### Goal of the exercise
Please turn all the records below into a numbered list, one entry per line, with blank lines skipped. Leave the pictures out.

═══ Records for the exercise

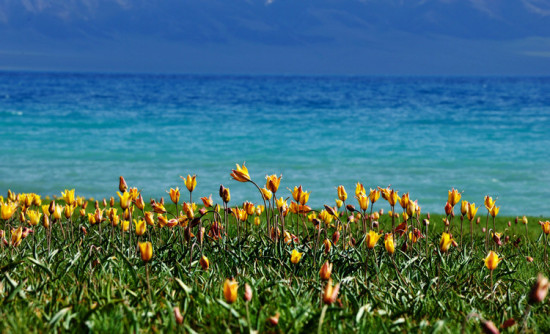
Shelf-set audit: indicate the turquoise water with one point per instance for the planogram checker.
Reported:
(421, 135)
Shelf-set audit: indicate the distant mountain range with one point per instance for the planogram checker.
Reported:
(278, 36)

══════

### Response to the task
1. Shelf-set audit: indicate the turquoise water with one point per instance for the planogram checker.
2. Reported:
3. (421, 135)
4. Shelf-set audit: indicate the distant mountain range with one point per instance for the planogram checker.
5. Reported:
6. (278, 36)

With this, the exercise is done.